> BRIEF: Return every line in the entries that contains the string "person".

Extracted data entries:
··········

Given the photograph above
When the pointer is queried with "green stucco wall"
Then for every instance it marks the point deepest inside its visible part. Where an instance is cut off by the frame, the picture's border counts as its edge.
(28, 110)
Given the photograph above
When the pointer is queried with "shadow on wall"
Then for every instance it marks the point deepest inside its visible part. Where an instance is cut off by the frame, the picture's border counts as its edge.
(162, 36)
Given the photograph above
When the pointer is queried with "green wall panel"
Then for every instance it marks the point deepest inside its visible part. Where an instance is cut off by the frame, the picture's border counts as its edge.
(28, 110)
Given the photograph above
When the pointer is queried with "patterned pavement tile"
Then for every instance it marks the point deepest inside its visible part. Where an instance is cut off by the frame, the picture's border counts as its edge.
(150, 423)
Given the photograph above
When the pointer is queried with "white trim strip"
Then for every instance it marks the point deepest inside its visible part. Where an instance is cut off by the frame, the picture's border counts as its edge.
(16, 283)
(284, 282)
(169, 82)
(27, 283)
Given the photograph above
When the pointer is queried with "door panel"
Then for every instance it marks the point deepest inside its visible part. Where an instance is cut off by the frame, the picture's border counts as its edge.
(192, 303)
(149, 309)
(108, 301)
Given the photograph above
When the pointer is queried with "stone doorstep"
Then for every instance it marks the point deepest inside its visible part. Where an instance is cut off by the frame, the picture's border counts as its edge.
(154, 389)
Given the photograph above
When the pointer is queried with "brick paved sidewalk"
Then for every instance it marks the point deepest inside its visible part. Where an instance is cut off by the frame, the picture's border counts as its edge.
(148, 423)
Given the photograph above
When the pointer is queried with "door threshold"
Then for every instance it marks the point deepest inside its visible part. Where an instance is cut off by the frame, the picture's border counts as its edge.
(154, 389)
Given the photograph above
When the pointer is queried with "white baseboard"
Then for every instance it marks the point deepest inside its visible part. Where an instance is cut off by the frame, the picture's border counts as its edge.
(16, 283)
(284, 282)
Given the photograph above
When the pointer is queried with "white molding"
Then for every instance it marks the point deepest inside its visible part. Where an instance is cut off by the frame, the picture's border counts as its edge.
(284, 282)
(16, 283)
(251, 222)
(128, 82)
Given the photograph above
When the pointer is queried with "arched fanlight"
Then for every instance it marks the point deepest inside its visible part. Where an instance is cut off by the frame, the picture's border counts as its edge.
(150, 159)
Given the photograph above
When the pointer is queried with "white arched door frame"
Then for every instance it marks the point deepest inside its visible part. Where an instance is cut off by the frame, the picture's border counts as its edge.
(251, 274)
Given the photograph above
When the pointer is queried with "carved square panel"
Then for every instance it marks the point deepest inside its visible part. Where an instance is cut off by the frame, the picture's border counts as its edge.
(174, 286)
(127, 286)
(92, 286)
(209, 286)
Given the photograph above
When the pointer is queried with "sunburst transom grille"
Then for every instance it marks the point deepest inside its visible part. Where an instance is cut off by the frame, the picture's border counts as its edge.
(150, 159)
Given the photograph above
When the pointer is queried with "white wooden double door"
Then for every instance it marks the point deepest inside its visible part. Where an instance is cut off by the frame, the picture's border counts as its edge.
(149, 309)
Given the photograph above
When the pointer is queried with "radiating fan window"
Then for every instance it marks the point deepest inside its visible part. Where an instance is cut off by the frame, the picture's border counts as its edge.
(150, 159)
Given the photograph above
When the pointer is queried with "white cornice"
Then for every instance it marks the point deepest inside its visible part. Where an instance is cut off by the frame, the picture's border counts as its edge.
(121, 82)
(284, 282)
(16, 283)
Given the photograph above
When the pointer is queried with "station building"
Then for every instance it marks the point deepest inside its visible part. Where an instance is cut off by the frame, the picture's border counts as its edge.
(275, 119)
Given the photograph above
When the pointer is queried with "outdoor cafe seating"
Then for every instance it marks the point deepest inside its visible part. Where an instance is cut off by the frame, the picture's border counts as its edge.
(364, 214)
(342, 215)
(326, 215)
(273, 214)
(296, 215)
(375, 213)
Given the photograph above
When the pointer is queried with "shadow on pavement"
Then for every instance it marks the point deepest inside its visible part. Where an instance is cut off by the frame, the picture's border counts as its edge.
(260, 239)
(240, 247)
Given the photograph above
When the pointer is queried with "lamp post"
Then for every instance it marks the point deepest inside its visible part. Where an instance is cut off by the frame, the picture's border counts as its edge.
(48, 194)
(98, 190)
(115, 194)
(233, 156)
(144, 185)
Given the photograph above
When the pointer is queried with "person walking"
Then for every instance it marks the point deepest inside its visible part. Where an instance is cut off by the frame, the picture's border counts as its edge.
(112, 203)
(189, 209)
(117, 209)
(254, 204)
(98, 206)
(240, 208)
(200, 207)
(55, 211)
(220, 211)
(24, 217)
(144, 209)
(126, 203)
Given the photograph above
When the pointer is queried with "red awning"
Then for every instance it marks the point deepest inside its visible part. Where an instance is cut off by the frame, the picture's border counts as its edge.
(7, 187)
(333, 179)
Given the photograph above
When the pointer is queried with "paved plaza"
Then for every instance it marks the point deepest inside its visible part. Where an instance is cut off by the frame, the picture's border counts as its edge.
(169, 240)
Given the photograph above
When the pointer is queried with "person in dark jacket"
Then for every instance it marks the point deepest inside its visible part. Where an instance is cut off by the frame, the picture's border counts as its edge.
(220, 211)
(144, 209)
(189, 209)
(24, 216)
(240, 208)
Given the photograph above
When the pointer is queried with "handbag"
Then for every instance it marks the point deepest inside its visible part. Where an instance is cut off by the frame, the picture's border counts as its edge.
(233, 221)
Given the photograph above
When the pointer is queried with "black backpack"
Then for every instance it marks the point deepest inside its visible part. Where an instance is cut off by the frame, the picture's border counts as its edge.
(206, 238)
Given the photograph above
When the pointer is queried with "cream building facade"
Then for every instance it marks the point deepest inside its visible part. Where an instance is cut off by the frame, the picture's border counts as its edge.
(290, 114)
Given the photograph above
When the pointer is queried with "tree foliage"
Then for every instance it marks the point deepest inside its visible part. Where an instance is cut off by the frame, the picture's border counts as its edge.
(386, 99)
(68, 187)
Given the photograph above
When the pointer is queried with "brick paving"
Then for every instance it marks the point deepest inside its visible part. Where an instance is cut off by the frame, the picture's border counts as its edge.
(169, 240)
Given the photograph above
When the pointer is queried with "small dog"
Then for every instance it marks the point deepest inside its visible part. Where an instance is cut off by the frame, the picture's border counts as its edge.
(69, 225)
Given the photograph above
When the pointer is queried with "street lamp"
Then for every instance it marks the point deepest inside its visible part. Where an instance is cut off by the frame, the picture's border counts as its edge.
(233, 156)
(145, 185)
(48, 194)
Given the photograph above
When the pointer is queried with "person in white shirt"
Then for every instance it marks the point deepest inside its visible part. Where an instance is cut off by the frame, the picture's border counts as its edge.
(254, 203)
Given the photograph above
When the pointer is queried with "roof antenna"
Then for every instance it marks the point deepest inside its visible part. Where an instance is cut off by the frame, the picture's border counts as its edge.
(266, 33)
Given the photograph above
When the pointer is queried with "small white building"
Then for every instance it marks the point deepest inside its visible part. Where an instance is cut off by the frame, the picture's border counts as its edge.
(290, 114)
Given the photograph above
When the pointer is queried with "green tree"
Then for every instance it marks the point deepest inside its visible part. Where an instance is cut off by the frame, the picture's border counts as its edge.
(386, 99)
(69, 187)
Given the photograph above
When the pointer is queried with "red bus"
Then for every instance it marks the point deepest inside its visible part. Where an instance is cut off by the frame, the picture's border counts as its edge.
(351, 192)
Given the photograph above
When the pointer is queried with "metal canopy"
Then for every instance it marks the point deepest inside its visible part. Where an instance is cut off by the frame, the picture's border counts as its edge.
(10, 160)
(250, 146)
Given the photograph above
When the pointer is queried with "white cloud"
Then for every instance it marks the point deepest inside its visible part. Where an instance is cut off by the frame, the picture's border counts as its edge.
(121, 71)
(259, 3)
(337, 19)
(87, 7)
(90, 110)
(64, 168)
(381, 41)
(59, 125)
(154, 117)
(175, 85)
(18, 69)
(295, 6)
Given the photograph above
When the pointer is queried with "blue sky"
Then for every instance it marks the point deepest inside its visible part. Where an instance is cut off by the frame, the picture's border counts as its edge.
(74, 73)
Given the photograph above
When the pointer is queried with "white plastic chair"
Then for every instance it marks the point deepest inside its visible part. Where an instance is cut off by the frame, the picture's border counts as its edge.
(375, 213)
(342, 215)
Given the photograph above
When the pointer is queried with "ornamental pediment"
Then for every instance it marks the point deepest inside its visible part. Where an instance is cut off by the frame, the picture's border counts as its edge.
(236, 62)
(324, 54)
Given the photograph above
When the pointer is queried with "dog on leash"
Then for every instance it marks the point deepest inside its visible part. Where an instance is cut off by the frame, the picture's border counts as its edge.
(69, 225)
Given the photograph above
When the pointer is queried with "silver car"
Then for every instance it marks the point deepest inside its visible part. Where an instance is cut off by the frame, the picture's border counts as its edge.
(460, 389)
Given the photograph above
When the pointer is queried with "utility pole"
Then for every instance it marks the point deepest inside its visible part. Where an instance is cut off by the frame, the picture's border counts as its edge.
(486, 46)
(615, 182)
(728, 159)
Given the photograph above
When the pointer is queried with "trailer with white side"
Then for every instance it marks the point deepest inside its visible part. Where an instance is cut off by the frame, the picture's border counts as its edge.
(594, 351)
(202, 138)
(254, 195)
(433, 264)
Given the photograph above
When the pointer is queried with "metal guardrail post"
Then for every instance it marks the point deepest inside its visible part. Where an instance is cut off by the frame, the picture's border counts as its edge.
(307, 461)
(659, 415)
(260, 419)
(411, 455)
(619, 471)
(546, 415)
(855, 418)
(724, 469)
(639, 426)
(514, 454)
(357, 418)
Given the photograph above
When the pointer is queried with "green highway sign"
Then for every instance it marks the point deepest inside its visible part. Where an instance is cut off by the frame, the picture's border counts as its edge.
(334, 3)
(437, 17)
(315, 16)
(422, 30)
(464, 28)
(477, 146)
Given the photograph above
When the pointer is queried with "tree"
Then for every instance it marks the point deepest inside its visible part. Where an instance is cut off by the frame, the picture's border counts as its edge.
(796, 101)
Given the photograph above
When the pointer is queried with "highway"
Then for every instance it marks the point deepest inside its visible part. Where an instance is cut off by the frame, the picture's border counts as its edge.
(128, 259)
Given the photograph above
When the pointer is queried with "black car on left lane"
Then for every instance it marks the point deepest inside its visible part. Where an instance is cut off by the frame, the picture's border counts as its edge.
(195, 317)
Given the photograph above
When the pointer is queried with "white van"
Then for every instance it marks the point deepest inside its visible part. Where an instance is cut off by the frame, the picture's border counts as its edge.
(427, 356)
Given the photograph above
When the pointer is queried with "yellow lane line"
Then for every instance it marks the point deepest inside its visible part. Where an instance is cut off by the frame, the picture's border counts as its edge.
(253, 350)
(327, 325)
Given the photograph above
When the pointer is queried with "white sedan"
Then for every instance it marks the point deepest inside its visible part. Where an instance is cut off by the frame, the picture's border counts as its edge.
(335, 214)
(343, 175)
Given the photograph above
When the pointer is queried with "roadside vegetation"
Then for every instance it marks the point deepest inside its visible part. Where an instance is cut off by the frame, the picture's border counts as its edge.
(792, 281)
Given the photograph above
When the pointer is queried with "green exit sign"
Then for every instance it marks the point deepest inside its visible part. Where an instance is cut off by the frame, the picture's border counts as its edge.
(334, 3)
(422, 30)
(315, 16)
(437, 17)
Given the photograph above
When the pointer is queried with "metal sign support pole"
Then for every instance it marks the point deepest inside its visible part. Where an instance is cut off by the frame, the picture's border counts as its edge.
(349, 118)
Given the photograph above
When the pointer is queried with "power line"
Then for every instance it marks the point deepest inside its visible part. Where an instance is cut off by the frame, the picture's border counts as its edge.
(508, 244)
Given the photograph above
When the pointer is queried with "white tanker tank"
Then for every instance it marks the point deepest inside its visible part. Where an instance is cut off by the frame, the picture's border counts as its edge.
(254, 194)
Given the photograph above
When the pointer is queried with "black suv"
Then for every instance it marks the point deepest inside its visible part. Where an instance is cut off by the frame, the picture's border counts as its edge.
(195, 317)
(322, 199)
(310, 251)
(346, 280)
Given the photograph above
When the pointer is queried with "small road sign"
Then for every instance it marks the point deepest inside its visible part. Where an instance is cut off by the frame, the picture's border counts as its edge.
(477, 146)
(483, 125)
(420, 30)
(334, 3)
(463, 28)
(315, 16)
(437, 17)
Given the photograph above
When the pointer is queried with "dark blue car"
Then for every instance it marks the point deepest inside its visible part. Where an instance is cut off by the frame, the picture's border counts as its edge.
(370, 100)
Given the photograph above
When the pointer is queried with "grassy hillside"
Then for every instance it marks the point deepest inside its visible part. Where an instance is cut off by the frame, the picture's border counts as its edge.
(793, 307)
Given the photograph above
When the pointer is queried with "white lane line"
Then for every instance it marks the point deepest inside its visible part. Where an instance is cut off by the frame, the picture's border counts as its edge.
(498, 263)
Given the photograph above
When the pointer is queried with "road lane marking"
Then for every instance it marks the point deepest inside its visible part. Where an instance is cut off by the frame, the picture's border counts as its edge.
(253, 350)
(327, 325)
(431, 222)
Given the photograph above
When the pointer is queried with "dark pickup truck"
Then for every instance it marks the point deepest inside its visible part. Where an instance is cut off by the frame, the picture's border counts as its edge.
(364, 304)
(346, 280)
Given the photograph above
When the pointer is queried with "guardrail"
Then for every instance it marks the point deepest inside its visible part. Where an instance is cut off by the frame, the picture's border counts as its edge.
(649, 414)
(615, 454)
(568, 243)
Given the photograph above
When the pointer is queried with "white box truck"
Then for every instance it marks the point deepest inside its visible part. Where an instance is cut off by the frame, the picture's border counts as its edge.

··········

> WRITTEN SOLUTION:
When the pointer is queried with "person walking"
When the pointer is queried with "person in dark jacket"
When the pointer is queried with "person in white shirt"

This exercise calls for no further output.